ARTICLE -

= = = = =

There has been a surge in the number of surveillance cameras put in service in the last two years since the September 11th attacks. Closed Circuit Television (CCTV) has grown significantly from being used by companies to protect personal property to becoming a tool used by law enforcement authorities for surveillance of public places. US policymakers, especially in security and intelligence services, are increasingly turning toward video surveillance as a means to combat terrorist threats and a response to the public's demand for security. However, important research questions must be addressed before the video surveillance data can reliably provide an effective tool for crime prevention.

In carrying out video surveillance to achieve a large area of coverage with a limited supply of hardware, it is often desirable to configure the surveillance cameras in such a way that each camera watches over an extended area. However, if suspicious persons/activities are identified through video analysis, it is then often desirable to obtain close-up views of the suspicious subjects for further scrutiny and potential identification (e.g., to obtain a close-up view of the license plate of a car or the face of a person). These two requirements (a large field-of-view and the ability of selective focus-of-attention) oftentimes place conflicting constraints on the system configuration and camera parameters. For instance, a large field-of-view is achieved using a lens of a short focal length while selective focus-of-attention requires a lens of a long focal length.

Specifically, since any trespass into a limited access area has dynamically changing circumstances with persons and objects continuously moving, the ability to perform dynamic tracking of movement to determine the positions of persons and objects and to carry out focus adjustment according to these positions are critical. Additionally, methods and configurations must be provided to produce clear images with sufficient resolutions such that required identity checking and subsequent secured actions may be taken accordingly.

Venetianer, et al. disclose in U.S. Pat. No. 6,696,945, entitled “Video Tripwire”, a method for implementing a video tripwire. The method includes steps of calibrating a sensing device to determine sensing device parameters for use by a control computer. The controlling computer system then performs the functions of initializing the system that includes entering at least one virtual tripwire; obtaining data from the sensing device; analyzing the data obtained from the sensing device to determine if the at least one virtual tripwire has been crossed; and triggering a response to a virtual tripwire crossing. Venetianer et al. however do not provide a solution to the difficulties faced by the conventional video surveillance systems that the video surveillance systems are unable to obtain clear images with sufficient resolution of a dynamically moving object.

A security officer is now faced with a situation that frequently requires him to monitor different security areas. On the one hand, it is necessary to monitor larger areas to understand the wide field of view. On the other hand, when there is suspicious activity, it is desirable in the meantime to use another camera or the same camera to zoom in on the activity and try to gather as much information as they can about the suspects. Under these circumstances, the conventional video surveillance technology is still unable to provide an automated way to assist a security officer to effectively monitor secure areas.

Therefore, a need still exists in the art to of video surveillance of protected areas with improved system configurations and attention of focus adjustments keeping in synchronization with dynamic tracking of movements such that the above-mentioned difficulties and limitations may be resolved.

SUMMARY OF THE PRESENT INVENTION

It is therefore an object of the present invention to provide improved procedures and algorithms for calibrating and operating stationary-dynamic camera assemblies in a surveillance system to achieve wide-area coverage and selective focus-of-attention.

It is another object of the present invention to provide an improved system configuration for configuring a video surveillance system that includes a stationary-dynamic camera assembly operated in a cooperative and hierarchical process such that the above discussed difficulties and limitations can be overcome.

= = = = =

Coordinate annotation listing
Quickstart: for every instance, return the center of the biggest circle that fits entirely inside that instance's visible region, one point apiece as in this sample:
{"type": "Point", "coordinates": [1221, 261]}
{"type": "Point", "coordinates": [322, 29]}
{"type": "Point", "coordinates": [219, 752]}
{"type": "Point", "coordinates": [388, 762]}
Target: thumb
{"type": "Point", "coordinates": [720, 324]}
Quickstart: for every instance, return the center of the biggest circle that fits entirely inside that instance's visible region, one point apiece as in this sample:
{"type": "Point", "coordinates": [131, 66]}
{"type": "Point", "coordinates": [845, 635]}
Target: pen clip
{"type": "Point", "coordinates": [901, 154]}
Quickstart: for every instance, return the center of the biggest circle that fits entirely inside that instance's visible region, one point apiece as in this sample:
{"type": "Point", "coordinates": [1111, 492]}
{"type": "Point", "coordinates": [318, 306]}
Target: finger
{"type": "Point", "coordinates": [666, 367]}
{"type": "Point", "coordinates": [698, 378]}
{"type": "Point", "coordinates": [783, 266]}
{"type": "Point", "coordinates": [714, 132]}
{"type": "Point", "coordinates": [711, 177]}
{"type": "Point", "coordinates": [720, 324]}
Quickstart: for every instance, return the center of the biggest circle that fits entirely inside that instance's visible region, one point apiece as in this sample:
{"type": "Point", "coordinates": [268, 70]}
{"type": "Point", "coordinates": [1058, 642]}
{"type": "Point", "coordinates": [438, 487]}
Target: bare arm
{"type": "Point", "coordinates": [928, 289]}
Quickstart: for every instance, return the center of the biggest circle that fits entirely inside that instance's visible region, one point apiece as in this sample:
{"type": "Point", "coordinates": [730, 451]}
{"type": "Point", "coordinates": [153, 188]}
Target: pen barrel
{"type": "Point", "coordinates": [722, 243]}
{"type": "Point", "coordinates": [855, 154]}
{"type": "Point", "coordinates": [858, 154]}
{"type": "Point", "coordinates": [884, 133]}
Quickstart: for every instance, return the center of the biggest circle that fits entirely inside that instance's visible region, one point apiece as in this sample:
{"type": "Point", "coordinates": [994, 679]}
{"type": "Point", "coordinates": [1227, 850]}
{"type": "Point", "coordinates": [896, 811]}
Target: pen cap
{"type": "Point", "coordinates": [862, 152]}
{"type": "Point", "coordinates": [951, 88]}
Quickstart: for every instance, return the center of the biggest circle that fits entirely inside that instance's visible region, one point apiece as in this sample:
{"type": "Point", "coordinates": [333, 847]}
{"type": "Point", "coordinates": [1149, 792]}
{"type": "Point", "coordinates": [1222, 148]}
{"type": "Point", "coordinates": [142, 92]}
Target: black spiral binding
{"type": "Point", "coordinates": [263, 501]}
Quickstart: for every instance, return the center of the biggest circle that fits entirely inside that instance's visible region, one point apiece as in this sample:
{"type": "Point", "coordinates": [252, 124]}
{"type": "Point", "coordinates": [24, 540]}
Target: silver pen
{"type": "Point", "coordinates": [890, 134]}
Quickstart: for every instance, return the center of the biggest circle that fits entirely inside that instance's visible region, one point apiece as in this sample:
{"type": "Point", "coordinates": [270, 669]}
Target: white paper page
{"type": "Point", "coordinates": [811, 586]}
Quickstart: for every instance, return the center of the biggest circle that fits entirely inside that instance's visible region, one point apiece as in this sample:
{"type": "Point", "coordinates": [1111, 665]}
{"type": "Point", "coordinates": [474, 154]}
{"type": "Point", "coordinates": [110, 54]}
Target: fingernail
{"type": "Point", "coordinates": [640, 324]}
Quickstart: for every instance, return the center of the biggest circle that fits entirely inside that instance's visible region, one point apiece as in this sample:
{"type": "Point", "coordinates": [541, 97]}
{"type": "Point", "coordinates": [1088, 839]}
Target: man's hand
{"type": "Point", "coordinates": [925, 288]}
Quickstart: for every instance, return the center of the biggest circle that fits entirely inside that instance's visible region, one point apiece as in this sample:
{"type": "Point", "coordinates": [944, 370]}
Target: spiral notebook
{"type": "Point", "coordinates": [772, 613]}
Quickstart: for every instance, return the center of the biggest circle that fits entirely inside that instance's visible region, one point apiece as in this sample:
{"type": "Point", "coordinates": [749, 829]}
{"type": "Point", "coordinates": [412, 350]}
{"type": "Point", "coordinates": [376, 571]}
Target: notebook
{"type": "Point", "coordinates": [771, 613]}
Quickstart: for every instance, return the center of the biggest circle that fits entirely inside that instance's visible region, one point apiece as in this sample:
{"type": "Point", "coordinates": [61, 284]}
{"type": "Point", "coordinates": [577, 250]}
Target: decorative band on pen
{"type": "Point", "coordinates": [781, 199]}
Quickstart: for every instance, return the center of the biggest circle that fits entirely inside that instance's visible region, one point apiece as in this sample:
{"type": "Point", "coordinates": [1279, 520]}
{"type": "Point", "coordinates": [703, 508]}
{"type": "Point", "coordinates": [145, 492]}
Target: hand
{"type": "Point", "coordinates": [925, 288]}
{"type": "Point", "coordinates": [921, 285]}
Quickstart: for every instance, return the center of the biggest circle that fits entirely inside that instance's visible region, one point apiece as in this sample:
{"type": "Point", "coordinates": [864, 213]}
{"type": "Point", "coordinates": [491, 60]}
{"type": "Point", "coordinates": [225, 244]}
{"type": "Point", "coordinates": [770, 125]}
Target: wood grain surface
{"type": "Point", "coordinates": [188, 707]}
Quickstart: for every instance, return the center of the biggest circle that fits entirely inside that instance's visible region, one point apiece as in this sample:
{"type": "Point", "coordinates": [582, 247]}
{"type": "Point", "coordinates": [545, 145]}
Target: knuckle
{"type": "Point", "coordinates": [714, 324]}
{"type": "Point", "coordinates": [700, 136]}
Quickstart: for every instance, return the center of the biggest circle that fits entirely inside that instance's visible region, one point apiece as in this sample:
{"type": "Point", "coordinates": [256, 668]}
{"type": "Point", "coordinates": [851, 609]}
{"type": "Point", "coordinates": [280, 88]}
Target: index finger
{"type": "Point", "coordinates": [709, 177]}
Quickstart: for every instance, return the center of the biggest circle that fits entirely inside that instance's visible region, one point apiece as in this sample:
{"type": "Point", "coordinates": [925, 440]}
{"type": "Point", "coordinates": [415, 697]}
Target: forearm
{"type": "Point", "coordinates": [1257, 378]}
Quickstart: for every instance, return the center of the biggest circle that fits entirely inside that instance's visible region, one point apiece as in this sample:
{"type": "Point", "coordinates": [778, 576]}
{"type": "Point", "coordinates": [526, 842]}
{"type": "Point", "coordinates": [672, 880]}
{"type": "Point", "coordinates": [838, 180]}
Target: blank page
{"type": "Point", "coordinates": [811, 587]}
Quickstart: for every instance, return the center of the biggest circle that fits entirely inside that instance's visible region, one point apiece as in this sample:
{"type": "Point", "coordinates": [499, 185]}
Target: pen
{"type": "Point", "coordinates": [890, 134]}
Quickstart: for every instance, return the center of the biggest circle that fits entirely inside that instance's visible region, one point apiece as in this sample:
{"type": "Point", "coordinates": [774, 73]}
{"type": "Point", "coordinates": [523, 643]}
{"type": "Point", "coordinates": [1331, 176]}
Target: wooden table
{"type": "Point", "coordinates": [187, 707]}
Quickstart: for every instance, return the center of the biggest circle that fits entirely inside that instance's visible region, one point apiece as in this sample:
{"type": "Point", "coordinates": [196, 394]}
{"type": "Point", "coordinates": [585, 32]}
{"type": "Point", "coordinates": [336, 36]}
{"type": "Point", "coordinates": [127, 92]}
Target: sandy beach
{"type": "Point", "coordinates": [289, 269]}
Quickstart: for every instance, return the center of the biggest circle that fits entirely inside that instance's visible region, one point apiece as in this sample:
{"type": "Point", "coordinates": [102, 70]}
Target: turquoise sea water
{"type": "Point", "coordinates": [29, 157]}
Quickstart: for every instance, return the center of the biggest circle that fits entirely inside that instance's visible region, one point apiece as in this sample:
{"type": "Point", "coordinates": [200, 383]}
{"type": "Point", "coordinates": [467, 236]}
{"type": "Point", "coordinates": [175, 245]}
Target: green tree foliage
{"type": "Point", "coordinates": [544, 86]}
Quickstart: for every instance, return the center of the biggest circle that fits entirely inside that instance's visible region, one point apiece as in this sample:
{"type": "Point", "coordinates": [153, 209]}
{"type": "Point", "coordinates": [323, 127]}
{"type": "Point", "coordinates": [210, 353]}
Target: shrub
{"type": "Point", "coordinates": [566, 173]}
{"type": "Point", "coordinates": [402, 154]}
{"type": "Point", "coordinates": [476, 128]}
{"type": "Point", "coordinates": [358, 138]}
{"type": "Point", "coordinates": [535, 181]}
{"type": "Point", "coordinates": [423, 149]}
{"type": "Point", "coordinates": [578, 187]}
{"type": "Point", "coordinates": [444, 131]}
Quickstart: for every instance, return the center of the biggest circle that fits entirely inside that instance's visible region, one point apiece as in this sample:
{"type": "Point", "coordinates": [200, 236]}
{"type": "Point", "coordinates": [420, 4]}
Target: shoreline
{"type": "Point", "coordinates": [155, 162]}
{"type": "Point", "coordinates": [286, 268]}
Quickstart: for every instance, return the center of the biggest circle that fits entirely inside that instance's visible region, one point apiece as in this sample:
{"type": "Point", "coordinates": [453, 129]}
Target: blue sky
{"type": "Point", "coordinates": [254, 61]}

= = = = =

WRITTEN INSTRUCTION -
Answer these questions from the video surveillance text:
(a) What kind of lens focal length gives a large field of view?
(b) What is the title of U.S. Pat. No. 6,696,945?
(c) What kind of camera assembly do the stated objects of the invention describe?
This listing has no connection to the video surveillance text.

EXERCISE RESPONSE -
(a) A short focal length.
(b) "Video Tripwire."
(c) A stationary-dynamic camera assembly.